* Text block
Ice

Ok...I got to ask, and I'm not trying to be funny here. what do you folks that have to work outdoors do in this weather?
I mean like plumbers, electricians, carpenters and the like do? do you just bundle up and bear it or do you hunker down.
I generally work outdoors for my job but I sure wouldn't want to do it if it was below zero for days on end.
 
I know what you mean. Tomorrow is supposed to be below zero and above freezing on Saturday. Early next week it's forecast to be in the 50's. Totally crazy.

Doug
 
Ok...I got to ask, and I'm not trying to be funny here. what do you folks that have to work outdoors do in this weather?
I mean like plumbers, electricians, carpenters and the like do? do you just bundle up and bear it or do you hunker down.
I generally work outdoors for my job but I sure wouldn't want to do it if it was below zero for days on end.


Out here on the ranch bundle the heck up, thermos of coffee, do Only what is necessary and go home!

* Entries supplied

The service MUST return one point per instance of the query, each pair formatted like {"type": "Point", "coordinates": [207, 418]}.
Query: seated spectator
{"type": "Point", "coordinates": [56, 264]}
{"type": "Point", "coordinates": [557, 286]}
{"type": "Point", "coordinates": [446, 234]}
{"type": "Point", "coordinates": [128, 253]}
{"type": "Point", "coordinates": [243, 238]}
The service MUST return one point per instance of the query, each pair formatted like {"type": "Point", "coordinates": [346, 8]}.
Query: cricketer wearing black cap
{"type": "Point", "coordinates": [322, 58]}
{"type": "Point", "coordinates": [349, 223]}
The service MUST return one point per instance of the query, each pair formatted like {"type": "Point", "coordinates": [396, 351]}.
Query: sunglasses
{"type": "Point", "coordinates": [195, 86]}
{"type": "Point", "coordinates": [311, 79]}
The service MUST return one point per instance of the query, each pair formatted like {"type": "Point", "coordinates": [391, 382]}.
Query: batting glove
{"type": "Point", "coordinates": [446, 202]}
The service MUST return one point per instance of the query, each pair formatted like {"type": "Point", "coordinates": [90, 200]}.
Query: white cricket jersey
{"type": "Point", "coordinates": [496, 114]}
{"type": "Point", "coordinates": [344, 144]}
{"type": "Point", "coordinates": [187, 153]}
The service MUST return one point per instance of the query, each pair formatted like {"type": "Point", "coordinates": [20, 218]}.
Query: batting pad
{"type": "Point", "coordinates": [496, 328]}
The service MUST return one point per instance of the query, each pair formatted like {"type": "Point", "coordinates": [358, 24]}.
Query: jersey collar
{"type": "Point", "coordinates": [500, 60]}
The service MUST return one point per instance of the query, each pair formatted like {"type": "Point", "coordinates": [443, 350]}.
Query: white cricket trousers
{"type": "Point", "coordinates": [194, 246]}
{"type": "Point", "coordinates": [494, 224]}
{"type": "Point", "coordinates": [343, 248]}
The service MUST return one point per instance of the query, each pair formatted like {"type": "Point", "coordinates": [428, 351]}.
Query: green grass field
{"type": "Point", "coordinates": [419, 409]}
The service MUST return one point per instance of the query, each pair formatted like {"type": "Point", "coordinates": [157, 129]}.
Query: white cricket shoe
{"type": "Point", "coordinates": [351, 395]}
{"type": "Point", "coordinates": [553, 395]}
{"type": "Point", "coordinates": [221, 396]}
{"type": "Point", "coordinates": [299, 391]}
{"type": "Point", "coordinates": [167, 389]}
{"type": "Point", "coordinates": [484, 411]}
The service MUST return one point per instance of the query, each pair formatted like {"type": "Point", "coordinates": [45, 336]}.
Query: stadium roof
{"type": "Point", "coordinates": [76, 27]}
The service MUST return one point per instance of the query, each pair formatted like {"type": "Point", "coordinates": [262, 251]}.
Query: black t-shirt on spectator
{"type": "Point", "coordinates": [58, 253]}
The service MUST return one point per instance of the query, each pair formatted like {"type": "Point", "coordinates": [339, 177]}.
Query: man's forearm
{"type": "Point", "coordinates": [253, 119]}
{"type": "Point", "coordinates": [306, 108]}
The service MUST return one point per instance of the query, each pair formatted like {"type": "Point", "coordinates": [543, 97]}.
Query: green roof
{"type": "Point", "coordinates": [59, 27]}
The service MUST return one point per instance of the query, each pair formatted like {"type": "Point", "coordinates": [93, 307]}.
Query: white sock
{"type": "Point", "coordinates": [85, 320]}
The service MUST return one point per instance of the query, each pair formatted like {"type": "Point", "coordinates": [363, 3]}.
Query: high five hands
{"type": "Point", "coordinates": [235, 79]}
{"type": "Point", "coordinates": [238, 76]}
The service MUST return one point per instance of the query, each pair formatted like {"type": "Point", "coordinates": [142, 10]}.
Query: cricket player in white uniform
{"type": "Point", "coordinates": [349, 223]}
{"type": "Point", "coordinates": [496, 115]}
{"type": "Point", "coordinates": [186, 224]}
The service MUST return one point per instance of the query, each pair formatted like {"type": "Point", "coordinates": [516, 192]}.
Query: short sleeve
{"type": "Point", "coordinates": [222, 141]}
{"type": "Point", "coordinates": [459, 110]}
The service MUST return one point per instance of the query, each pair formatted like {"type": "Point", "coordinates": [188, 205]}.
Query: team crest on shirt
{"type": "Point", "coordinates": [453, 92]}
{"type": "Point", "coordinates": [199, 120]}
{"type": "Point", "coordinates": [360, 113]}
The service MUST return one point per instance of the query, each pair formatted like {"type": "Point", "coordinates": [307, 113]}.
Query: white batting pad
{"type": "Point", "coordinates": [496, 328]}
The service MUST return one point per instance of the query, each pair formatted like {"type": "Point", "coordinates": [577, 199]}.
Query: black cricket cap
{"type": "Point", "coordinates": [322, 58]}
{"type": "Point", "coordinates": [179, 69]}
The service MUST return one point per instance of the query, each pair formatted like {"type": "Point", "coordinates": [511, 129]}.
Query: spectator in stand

* Task to complete
Pick up the forum thread about working outdoors in freezing weather after its last post and keep it going.

* Written response
 
Ok...I got to ask, and I'm not trying to be funny here. what do you folks that have to work outdoors do in this weather?
I mean like plumbers, electricians, carpenters and the like do? do you just bundle up and bear it or do you hunker down.
I generally work outdoors for my job but I sure wouldn't want to do it if it was below zero for days on end.
I live in New York and I'm a Hvac tech. So when I'm on a roof fixing the heat on a roof top unit I just wear thermals, jeans, Carhartt Jump suit, and "hot hands" warming packs, I wont even go to the jobsite with out my "hot hands".
O yeah and you have to good quality boots like $300 redwing boots. My boss actually got frost bite on his feet last week but he had regular timberlands that suck in the cold
 
I was wearing steel toed Redwings last week in a tree stand in North Florida and it was in the twenty's and thirty's in the mornings, I'll tell you what, when those steel toes reach ambient temperature it's game over for the toesies....it's like an icepack surrounding your toes.
 
@Volkert Forge i thought people where crazy paying that much for boots till I bought a pair. Bought redwings ever since.
I live in New York and I'm a Hvac tech. So when I'm on a roof fixing the heat on a roof top unit I just wear thermals, jeans, Carhartt Jump suit, and "hot hands" warming packs, I wont even go to the jobsite with out my "hot hands".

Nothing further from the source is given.